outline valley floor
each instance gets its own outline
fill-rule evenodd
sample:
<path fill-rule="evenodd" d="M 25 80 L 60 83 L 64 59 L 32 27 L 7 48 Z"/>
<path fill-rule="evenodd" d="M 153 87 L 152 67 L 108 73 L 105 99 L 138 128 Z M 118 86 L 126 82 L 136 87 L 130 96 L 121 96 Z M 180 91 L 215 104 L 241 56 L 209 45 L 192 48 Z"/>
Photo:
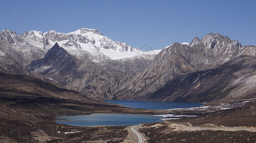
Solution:
<path fill-rule="evenodd" d="M 145 123 L 135 128 L 146 143 L 256 142 L 256 103 L 253 100 L 240 106 L 203 113 L 197 110 L 133 109 L 100 102 L 1 94 L 1 143 L 138 142 L 137 136 L 131 134 L 132 126 L 82 127 L 55 121 L 57 116 L 103 112 L 198 116 Z M 231 102 L 231 104 L 235 102 Z M 218 107 L 223 103 L 220 101 L 205 106 Z"/>

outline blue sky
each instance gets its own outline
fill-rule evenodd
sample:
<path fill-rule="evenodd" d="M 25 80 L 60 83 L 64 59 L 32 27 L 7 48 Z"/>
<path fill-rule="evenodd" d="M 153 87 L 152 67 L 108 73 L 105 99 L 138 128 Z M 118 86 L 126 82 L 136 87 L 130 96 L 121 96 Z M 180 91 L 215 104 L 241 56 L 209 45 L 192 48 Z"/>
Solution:
<path fill-rule="evenodd" d="M 219 33 L 256 45 L 256 0 L 1 1 L 0 30 L 96 29 L 113 40 L 161 49 Z"/>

--------------------------------------------------

## [AIM]
Repeat every line of the rows above, requests included, and scale each point coordinate in the answer paths by 2.3, rounding to whole numbers with halves going up. Leave the numbers in the requests and their sample paths unchanged, and omit the pictures.

## [RESULT FOR THIS EXERCISE]
outline valley floor
each instance gets its own outline
fill-rule evenodd
sample:
<path fill-rule="evenodd" d="M 25 80 L 60 83 L 64 59 L 32 27 L 7 48 Z"/>
<path fill-rule="evenodd" d="M 153 87 L 152 67 L 108 73 L 105 99 L 138 128 Z M 118 86 L 126 82 L 136 87 L 130 96 L 121 96 Z M 180 91 L 215 104 L 241 56 L 209 45 L 192 48 Z"/>
Photo:
Solution:
<path fill-rule="evenodd" d="M 334 283 L 311 294 L 336 329 L 589 327 L 589 237 L 582 230 L 552 244 L 467 260 L 453 253 L 306 251 L 230 235 L 2 216 L 2 329 L 317 327 L 315 313 L 301 308 L 304 290 L 189 292 L 127 278 L 131 267 L 237 258 L 455 267 Z M 531 235 L 531 239 L 541 235 Z M 501 246 L 513 237 L 506 232 L 472 244 Z"/>

outline blue sky
each instance gets its own outline
fill-rule evenodd
sample:
<path fill-rule="evenodd" d="M 25 80 L 60 83 L 64 59 L 32 27 L 7 48 Z"/>
<path fill-rule="evenodd" d="M 153 87 L 152 67 L 108 73 L 105 99 L 138 128 Z M 118 86 L 126 82 L 136 87 L 130 96 L 121 96 Z M 180 91 L 215 104 L 241 56 L 209 45 L 192 48 Z"/>
Solution:
<path fill-rule="evenodd" d="M 504 76 L 589 104 L 589 0 L 2 2 L 0 69 L 221 67 L 260 92 L 370 113 Z"/>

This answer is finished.